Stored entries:
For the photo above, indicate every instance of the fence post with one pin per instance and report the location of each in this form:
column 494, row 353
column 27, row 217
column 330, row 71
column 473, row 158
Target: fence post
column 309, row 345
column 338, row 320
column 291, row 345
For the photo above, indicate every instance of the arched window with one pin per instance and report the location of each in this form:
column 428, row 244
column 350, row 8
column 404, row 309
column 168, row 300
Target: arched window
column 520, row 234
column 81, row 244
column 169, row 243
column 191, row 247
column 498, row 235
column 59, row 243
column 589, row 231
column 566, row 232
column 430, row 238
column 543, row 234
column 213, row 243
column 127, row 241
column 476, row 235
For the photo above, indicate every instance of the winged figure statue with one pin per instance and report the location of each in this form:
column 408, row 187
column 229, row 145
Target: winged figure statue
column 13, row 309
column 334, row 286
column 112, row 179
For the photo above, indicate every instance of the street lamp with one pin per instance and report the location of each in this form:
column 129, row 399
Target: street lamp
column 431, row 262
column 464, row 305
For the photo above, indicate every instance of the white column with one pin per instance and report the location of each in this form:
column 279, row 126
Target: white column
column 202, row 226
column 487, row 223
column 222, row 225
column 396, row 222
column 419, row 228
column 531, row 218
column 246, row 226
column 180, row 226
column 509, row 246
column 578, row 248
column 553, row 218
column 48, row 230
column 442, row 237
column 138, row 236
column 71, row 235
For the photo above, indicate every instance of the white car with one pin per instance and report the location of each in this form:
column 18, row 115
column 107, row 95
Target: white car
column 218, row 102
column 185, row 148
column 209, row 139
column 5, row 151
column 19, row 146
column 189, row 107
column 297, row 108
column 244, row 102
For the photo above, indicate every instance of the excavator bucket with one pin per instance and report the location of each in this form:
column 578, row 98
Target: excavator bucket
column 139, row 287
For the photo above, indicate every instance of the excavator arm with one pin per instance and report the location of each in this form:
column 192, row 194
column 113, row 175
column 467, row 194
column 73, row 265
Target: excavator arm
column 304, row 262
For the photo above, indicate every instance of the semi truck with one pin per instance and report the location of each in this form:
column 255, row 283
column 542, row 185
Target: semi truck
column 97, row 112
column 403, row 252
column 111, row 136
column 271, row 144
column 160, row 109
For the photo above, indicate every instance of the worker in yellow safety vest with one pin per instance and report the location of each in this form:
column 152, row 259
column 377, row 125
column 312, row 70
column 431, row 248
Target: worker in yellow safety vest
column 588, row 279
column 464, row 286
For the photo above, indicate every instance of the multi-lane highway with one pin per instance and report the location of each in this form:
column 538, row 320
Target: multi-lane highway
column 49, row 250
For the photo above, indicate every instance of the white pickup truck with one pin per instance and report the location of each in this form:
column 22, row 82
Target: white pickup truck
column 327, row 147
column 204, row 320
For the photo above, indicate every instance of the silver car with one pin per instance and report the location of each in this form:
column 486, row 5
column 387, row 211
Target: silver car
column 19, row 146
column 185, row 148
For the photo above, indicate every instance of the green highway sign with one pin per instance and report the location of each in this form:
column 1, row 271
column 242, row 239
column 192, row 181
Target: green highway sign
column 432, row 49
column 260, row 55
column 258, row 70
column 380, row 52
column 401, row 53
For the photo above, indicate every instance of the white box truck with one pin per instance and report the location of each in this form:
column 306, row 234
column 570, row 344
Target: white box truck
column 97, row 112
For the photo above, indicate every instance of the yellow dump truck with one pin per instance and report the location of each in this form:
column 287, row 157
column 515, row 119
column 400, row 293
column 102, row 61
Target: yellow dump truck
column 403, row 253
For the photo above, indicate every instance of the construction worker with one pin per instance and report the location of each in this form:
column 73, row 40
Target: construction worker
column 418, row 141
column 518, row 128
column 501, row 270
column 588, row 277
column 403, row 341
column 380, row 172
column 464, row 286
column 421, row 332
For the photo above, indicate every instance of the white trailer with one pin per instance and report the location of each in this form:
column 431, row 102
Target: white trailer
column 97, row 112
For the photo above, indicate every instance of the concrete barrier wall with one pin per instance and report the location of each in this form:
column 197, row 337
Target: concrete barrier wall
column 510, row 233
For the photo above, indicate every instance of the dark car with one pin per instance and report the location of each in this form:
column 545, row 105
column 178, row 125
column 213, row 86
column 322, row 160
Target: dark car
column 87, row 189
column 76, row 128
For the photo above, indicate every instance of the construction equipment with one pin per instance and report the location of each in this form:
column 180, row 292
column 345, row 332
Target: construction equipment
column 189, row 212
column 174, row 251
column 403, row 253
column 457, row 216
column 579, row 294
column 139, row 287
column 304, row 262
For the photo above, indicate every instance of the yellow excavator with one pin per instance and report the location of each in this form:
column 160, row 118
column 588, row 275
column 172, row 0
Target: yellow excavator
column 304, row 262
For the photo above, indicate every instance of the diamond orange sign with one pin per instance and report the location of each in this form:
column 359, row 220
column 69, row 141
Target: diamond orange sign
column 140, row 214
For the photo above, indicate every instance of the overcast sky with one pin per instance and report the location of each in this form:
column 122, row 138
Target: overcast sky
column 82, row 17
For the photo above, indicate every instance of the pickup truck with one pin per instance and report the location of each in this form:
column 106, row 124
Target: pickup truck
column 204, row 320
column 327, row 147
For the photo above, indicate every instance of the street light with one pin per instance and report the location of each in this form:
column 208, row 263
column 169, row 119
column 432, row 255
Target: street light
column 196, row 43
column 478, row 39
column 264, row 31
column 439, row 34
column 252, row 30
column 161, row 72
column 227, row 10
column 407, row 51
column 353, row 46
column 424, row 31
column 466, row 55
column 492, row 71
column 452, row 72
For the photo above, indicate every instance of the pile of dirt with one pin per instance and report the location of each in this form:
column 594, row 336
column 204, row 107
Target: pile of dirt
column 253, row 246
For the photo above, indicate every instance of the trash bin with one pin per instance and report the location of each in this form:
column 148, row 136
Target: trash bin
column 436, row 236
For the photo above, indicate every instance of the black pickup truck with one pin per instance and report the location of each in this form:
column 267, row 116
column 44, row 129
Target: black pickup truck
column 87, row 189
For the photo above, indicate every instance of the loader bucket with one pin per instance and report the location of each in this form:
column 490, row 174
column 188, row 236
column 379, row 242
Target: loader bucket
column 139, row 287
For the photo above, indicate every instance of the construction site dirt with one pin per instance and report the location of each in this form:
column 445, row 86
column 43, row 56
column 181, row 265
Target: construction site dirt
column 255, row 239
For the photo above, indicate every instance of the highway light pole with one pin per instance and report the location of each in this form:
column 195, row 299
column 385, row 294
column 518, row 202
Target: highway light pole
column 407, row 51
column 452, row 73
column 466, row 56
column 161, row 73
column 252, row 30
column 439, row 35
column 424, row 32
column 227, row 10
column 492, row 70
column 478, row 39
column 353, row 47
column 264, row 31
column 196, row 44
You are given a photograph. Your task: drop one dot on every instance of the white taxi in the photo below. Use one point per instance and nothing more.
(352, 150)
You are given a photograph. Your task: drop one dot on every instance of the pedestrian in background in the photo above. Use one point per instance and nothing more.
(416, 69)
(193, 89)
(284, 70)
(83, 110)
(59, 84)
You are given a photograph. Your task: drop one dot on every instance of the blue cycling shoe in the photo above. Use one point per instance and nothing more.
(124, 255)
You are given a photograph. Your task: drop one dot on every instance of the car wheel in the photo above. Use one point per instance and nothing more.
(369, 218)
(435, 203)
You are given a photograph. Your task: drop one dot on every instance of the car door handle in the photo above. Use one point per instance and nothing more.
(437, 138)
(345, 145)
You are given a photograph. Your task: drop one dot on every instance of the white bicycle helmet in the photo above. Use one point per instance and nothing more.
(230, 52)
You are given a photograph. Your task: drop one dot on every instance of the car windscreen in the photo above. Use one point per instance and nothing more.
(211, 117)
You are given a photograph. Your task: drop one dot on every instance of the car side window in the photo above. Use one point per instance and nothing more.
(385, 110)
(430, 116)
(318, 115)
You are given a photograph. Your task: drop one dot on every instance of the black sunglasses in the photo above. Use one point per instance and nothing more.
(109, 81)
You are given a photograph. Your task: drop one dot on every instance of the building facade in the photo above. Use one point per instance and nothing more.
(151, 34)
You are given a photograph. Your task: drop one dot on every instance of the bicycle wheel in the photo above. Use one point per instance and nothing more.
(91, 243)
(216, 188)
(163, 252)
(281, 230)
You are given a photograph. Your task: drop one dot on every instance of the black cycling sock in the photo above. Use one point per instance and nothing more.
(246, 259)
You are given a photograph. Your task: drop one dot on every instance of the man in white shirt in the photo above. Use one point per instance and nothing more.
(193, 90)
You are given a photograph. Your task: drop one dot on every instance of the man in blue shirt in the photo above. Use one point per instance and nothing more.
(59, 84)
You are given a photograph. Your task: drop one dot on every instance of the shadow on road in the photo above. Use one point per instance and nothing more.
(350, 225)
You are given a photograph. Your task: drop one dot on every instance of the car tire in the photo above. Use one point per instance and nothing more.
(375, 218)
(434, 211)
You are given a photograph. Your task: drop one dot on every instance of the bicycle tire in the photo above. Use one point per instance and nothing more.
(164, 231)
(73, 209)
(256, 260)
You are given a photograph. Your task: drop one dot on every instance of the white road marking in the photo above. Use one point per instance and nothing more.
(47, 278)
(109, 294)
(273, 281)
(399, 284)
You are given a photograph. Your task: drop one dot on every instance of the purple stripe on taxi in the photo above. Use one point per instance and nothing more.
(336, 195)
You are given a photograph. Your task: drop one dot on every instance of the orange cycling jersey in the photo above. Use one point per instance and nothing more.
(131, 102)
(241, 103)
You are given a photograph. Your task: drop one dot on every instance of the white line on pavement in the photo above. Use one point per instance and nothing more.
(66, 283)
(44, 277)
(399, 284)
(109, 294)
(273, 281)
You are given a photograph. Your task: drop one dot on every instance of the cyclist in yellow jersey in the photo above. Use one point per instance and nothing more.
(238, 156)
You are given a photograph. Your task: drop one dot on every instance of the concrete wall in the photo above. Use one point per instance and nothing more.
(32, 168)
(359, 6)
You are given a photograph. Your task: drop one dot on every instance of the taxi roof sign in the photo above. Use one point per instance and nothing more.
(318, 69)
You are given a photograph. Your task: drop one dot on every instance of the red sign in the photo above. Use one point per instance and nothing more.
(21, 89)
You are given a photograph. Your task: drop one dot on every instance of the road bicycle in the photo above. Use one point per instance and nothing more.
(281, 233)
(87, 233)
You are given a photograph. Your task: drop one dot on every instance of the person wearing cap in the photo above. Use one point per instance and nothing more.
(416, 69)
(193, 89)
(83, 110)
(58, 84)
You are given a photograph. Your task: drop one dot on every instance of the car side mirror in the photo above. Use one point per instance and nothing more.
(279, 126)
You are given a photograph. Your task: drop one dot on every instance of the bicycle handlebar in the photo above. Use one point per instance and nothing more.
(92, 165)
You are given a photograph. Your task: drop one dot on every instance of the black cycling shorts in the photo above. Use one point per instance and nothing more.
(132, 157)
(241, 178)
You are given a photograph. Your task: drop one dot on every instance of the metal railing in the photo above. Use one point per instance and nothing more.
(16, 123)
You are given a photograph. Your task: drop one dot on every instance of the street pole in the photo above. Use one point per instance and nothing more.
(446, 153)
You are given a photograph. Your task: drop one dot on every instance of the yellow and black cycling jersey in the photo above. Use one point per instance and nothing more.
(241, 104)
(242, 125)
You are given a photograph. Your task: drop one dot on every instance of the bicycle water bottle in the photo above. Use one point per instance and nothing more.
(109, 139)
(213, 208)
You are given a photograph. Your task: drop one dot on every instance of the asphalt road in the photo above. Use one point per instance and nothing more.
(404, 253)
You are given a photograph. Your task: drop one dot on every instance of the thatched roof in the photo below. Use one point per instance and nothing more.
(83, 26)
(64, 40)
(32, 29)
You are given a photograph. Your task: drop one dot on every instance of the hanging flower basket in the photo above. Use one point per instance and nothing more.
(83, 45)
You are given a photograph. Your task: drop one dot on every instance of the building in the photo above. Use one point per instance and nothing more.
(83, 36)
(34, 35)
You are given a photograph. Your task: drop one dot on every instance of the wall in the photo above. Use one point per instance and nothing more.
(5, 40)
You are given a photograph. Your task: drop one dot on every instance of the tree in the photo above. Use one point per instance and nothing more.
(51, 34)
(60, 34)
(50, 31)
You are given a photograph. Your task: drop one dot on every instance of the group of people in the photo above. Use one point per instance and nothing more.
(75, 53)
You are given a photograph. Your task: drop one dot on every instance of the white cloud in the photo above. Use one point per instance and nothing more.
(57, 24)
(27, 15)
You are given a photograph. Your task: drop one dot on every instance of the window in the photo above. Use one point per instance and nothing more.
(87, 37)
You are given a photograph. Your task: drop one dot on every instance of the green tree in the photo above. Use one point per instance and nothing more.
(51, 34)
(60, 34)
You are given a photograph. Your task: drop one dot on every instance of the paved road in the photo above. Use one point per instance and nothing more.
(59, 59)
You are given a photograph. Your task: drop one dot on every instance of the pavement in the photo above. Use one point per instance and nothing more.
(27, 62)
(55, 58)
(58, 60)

→ **Task**
Copy out, exactly and alone, the lines of the entries above between the ones holding "Target: winged figure statue" and "column 279, row 126", inclusive.

→ **Solution to the exercise**
Target: winged figure statue
column 13, row 309
column 334, row 286
column 112, row 179
For the photo above, indicate every instance of the street lamp with one pin per instance and report the location of each in this form:
column 129, row 399
Target: street lamp
column 431, row 262
column 464, row 305
For the photo above, indicate every instance of the white column with one pin per instance and report the location of each in this form:
column 279, row 126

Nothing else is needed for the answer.